PROVIDED PASSAGE:

*** Begin section ***

Re: temporary disable thread switching using pthreads
- From: Marcel Müller <news.5.maazl@xxxxxxxxxxxxxxx>
- Date: Tue, 23 May 2006 22:27:55 +0200
davids@xxxxxxxxxxxxx wrote:
On single CPU machines this is much faster than anything else, because
all other threads are obviously not running. There is only a flag for
each process to be set, which prevents the scheduler from scheduling
other threads of the same process. You do not even need a mutex to
protect this flag. No thread is ever descheduled because of the
synchronization. The overhead is nearly zero.
You are basing your conclusions on many assumptions about the specifics
of the implementation. What happens when the one thread that's supposed
to be allowed to run needs a resources that's held by one of the
threads that not allowed to run?
Of course, you must not use a different synchronization mechanisms for the same object. If a resource is protected by a mutex, you must lock the mutex.
In order to actually make this work reliably, you must set a flag that
one thread wants to be exclusive, then wait for every other thread to
acknowledge that it is in a state in which it can safely be suspended.

*** End section ***

TASK LIST:
1. Copy the post on disabling thread switching between "You are basing" and "safely be suspended.", inclusive, substituting "semaphore" for "mutex".
2. Pick up the post on disabling thread switching after its last sentence and carry the argument forward.

RECORDS:
*** Begin section ***

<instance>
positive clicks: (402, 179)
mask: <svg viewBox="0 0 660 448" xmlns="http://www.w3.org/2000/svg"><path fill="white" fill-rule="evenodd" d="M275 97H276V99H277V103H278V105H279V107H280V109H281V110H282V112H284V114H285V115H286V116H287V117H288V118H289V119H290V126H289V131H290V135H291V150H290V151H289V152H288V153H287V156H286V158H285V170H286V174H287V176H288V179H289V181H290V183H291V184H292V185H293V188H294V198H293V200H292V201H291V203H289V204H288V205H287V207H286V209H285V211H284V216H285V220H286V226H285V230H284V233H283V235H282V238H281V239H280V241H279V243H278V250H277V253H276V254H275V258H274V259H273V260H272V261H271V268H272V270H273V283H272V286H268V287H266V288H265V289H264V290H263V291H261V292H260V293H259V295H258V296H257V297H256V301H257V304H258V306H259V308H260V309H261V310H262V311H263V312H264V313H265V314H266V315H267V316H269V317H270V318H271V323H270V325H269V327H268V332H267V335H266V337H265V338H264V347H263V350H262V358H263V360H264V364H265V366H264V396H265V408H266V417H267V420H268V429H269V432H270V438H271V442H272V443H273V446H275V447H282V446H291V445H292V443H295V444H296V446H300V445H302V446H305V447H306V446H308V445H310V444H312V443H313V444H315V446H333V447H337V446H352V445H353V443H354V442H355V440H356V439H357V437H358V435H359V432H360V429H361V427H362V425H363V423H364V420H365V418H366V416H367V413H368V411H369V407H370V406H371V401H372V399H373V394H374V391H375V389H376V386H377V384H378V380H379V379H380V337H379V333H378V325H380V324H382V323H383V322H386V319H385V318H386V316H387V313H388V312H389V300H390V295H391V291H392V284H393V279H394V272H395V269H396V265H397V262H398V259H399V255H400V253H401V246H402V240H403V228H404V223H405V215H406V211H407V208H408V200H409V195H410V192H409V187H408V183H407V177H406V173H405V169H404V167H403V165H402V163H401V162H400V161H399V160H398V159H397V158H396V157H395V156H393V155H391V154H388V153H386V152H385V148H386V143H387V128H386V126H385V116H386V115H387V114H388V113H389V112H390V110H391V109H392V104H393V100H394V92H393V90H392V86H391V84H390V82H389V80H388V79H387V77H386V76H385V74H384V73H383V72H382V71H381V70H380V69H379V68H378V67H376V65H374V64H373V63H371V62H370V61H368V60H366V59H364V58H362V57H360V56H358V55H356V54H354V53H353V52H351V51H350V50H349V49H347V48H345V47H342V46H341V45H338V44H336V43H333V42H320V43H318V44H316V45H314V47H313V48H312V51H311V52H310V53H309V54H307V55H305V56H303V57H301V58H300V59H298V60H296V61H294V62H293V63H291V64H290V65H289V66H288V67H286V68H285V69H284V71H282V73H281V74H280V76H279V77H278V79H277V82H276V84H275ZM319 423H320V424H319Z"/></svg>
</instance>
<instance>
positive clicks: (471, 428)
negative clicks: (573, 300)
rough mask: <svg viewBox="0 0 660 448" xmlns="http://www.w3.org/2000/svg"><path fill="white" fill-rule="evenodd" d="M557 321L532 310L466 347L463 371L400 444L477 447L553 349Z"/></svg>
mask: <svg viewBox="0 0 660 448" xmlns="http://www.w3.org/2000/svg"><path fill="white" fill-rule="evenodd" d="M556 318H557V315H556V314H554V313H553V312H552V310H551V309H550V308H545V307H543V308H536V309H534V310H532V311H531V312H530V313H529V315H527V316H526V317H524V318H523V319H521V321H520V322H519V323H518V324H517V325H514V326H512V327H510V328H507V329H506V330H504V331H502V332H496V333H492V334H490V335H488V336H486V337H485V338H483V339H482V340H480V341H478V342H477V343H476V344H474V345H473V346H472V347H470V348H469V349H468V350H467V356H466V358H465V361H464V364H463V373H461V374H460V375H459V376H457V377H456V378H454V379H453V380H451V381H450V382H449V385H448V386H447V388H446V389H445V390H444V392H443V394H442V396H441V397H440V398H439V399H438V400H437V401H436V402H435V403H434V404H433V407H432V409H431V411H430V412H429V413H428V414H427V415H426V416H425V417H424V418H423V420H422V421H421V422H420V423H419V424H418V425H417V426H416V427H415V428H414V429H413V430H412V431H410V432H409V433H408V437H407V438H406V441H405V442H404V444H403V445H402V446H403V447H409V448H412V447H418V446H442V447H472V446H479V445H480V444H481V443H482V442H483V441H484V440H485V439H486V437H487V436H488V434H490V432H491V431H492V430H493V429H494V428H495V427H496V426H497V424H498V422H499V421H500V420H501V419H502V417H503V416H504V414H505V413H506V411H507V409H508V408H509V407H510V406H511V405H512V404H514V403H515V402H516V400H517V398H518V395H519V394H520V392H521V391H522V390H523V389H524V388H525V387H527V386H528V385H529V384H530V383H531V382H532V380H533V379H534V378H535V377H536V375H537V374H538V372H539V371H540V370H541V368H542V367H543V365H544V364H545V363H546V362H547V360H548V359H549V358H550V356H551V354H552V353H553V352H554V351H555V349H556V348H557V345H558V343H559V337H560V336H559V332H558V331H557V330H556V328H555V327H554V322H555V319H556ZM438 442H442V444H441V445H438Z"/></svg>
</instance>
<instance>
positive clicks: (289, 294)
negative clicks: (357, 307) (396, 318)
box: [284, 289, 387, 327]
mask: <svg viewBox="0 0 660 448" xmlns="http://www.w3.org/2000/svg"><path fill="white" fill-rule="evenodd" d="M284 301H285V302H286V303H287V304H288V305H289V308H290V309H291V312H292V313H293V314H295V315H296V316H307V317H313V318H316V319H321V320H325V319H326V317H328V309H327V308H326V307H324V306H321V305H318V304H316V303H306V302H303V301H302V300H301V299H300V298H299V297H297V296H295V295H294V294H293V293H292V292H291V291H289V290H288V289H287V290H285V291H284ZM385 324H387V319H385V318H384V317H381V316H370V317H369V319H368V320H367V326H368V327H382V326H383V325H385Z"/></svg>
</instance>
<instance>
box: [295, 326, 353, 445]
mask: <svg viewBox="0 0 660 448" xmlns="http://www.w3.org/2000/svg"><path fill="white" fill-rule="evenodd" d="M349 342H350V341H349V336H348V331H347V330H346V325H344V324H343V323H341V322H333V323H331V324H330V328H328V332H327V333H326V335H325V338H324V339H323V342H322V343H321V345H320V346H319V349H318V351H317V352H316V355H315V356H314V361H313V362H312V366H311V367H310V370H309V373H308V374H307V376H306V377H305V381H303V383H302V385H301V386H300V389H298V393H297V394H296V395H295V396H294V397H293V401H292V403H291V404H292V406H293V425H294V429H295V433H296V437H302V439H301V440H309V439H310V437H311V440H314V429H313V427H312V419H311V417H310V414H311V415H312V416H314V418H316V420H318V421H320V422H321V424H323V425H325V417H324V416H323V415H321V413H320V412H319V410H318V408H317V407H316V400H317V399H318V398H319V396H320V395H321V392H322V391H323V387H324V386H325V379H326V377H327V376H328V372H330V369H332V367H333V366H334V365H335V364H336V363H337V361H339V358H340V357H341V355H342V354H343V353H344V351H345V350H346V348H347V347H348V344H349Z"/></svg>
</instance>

*** End section ***

RESPONSES BY ITEM NUMBER:
1.
You are basing your conclusions on many assumptions about the specifics
of the implementation. What happens when the one thread that's supposed
to be allowed to run needs a resources that's held by one of the
threads that not allowed to run?
Of course, you must not use a different synchronization mechanisms for the same object. If a resource is protected by a semaphore, you must lock the semaphore.
In order to actually make this work reliably, you must set a flag that
one thread wants to be exclusive, then wait for every other thread to
acknowledge that it is in a state in which it can safely be suspended.

2.
Right, on multiple CPUs this is most likely a bad choice.
However, getting all the threads to a safe place can be much more
difficult than you might think. For example, suppose thread X gets to a
safe place and suspends, but then thread Y gets into a situation where
it cannot progress until thread X does something, and it holds a
critical resource that the exclusive thread will need.
The latter will not happen, if you do not mix up diffrerent locking mechanisms for the same object.
You have to
backoff, restart all threads, and retry. There is no guarantee you will
ever get all the threads in a safe state.
That's not the way. All depending threads on other CPUs are simply interrupted as if a thread with higher priority is getting ready. That's all. Of course, the current thread have to wait for this to complete.
The point is, this is an incredibly stupid thing to want to do.
The design is from late 80's for IBM PCs. And it was a major improvement over DOS.
There's no good reason to ever do it.
I do not agree. The fact than a solution has a major disadvantage does not necessarily mean that there is no particular case where it is superior.
Marcel
.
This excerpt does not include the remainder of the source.